## TASK DESCRIPTION
Using the data below, please return every line exactly as given.

## DATA RECORDS
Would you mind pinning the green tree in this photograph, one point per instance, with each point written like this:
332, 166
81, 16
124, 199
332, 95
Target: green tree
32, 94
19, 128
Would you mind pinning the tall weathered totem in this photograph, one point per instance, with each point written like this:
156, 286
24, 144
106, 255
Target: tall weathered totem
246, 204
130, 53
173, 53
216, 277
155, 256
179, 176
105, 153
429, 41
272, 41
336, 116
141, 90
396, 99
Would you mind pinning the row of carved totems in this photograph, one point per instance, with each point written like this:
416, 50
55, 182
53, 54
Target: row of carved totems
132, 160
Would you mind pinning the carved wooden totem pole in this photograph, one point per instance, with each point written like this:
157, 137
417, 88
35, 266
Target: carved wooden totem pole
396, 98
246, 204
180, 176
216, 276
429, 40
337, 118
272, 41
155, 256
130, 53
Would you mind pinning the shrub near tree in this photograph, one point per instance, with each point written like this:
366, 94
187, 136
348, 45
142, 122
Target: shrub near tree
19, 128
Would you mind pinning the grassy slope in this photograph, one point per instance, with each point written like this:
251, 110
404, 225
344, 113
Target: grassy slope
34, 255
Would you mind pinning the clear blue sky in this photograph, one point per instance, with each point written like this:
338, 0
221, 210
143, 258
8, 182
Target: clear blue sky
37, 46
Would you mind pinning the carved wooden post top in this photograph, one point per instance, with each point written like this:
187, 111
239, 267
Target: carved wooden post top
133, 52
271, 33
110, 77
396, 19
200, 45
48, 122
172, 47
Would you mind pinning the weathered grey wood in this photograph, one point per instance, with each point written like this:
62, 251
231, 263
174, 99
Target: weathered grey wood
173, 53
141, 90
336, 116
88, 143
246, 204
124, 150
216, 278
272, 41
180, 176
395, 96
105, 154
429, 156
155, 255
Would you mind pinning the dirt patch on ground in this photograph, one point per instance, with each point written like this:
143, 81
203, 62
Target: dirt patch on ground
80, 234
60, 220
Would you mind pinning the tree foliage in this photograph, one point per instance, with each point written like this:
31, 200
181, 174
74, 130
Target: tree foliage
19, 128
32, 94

## YOUR RESPONSE
Would you mind pinning the green tree in this photograph, one point per instance, with each point written like this:
332, 166
81, 16
124, 199
332, 95
Target: green tree
32, 94
19, 128
Would you mind pinning the tall weathered totem in this photograph, one point per instance, with each point written like this:
156, 286
24, 144
106, 255
Target: tall weathered totem
246, 204
130, 53
173, 53
216, 277
155, 256
179, 176
105, 153
429, 41
272, 41
336, 116
141, 90
396, 99
Would you mind pinning the row of carved totems in this photograph, one point per instance, with each point written like this:
416, 50
55, 182
53, 54
Target: row of carved totems
132, 160
Would you mind pinning the carved wooden totem pole in this photograph, one point per instance, with each point written like this:
157, 137
417, 88
35, 266
Target: carved wooden totem pole
396, 98
246, 204
180, 176
216, 276
429, 40
337, 118
272, 41
155, 256
130, 53
Would you mind pinning the shrub near tree in this photograph, one point per instance, with each point written like this:
366, 94
187, 136
348, 45
142, 122
Target: shrub near tree
19, 128
Would you mind pinning the grassy slope in this photograph, one point per instance, with each point written like this:
251, 110
404, 225
344, 113
Target: grassy slope
34, 255
Would you mind pinning the clear blue sky in this photograph, one point per instance, with each point written like this:
338, 0
221, 210
143, 258
8, 182
Target: clear blue sky
37, 46
Would you mind pinning the carved wooden post top in this photograph, one point per instance, with each point written like this:
187, 111
239, 267
Target: carved wooden post top
133, 52
271, 33
110, 77
396, 19
200, 45
48, 122
172, 47
Would you mind pinning the weathered grey wood in this photograph, one point per instance, with each point written like this:
62, 251
231, 263
174, 99
Target: weathered grey wood
173, 53
141, 90
336, 116
88, 143
246, 204
124, 150
216, 278
272, 41
180, 176
395, 96
105, 154
429, 156
155, 255
Would you mind pinning the dirt patch on ground in this photograph, one point per instance, with each point written like this:
143, 81
203, 62
Target: dirt patch on ground
80, 234
60, 220
Would you mind pinning the tree foliage in this photograph, one point per instance, with each point written like this:
31, 200
181, 174
74, 130
Target: tree foliage
19, 128
32, 94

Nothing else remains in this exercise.